▶ Texto fornecido
%%
Nesse contexto, percebe-se que a mulher possuía um
papel significante na sociedade, mesmo levando em consideração a normalização a
que era submetida, dentro da conduta moral feminina. Nesse momento,
foram formadas as Sociedades das Damas de Caridade na segunda metade do século
XIX. Estas sociedades ou associações, compostas por ilustres e ricas senhoras
e senhorinhas da sociedade local, passaram a desempenhar o comando de instituições voltadas para o apoio à educação da juventude feminina e instituições de caridade para o amparo às órfãs e as mulheres pobres.
Padre Ovídio fundou, em
Feira de Santana, no dia 25 de março de 1879, o Asilo de Nossa Senhora de
Lourdes. Com o princípio de que o"modelo" de mulher é o exemplo da
Virgem Maria, a formação moral e espiritual das meninas órfãs do Asilo se
exprimiu na dimensão de três conceitos fundamentais: virgem, esposa e mãe.
Esses conceitos unidos no interior da instituição se expressavam no social
como a normalidade do cotidiano, onde as mulheres deviam exprimir o seu talento
feminino do serviço e da obediência.
A conduta feminina adequada era, então,
aquela que estava associada ao conceito de honra, que por sua vez, era
manifestada através do "controle dos impulsos e desejos do próprio corpo.4"
Era preciso que se mantivesse um comportamento sério e austero perante a
opinião social, já que pertencer à boa sociedade e/ou ser aceita por ela,
fazia-se necessário não ferir a moral e os bons costumes. Daí a importância da
castidade feminina, quando solteira e a fidelidade aos maridos na condição de
casada. O ideal de mulher, pregado pela sociedade feirense através do Asilo de
Lourdes, fundamentava-se nos papéis a serem desenvolvidos pelas mulheres, de
elite ou das camadas pobres, ligados à condição de esposas e de mães zelosas. O
ideal de mulher era o sinónimo da honra e da virtude, e a sua preservação
circundava as relações entre os sexos, pois a necessidade de ser uma mulher
virtuosa não era apenas interesse exclusivo seu, mas, sim, de sua família e da
sociedade.
%%
▶ Extrato de registros
%%
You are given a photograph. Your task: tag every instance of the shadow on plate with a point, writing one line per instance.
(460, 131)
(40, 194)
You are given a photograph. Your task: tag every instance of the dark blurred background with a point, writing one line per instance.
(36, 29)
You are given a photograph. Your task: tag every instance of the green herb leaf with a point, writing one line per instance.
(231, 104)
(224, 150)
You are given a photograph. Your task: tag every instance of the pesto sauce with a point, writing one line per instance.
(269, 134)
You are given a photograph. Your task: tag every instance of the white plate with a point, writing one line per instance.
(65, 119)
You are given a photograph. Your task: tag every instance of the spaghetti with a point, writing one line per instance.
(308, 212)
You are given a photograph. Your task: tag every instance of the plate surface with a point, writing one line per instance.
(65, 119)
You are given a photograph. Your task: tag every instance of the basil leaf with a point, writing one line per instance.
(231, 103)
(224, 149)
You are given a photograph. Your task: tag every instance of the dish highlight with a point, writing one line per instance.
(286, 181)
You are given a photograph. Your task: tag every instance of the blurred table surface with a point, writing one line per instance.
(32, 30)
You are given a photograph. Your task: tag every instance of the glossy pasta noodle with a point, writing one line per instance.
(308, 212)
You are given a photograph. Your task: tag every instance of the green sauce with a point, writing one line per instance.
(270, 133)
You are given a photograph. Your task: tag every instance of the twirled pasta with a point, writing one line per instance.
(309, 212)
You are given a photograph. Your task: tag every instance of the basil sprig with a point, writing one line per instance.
%%
▶ Instrução A
Transcreva o trecho do texto sobre o Asilo de Lourdes, começando em "Padre Ovídio fundou, em" e seguindo até "e da obediência.".
▶ Instrução B
Segundo o texto sobre o Asilo de Lourdes, em que data Padre Ovídio fundou essa instituição em Feira de Santana?
▶ Instrução C
Dê continuidade ao texto sobre o Asilo de Lourdes e o ideal feminino, a partir do ponto em que ele termina.

▶ Resposta do exercício A
Padre Ovídio fundou, em
Feira de Santana, no dia 25 de março de 1879, o Asilo de Nossa Senhora de
Lourdes. Com o princípio de que o"modelo" de mulher é o exemplo da
Virgem Maria, a formação moral e espiritual das meninas órfãs do Asilo se
exprimiu na dimensão de três conceitos fundamentais: virgem, esposa e mãe.
Esses conceitos unidos no interior da instituição se expressavam no social
como a normalidade do cotidiano, onde as mulheres deviam exprimir o seu talento
feminino do serviço e da obediência.

▶ Resposta do exercício B
Em 25 de março de 1879.

▶ Resposta do exercício C
É nesse sentido, que a formação das meninas
órfãs do Asilo de Lourdes baseava-se no ideal de mulher santa, prendada,
recatada e serviçal do marido e do lar, ou seja, esta formação estava toda ela
voltada para o "modelo de obediência". O trabalho de formação das
meninas órfãs para o matrimónio se dava a partir da faixa-etária de zero a
vinte e um anos de idade, com naturalidades conhecidas ou não. São
mencionadas as atividades e princípios morais a que se destinavam a educação e
instrução, com maior ênfase para as atividades domésticas realizadas pelas
internas, as quais possuíam o objetivo de formar a mulher para a família.
Existia ainda o serviço de instrução e educação das meninas sãs ao nível de
externato e pensionato onde, as mesmas eram treinadas para executar trabalhos
manuais como o bordado, a arte culinária e a costura, a fim de prepará-las com
prendas para o matrimónio. Essa preocupação se expressava no currículo escolar
onde a disciplina "The- oria da Economia Doméstica" era ministrada
com o objetivo de fazer com que as futuras esposas conhecessem o valor do
dinheiro e pudessem colaborar com uma economia complementar no orçamento
doméstico, além, é claro, de reconhecer na prática dos serviços da casa, a boa
formação da mulher que desejasse constituir família.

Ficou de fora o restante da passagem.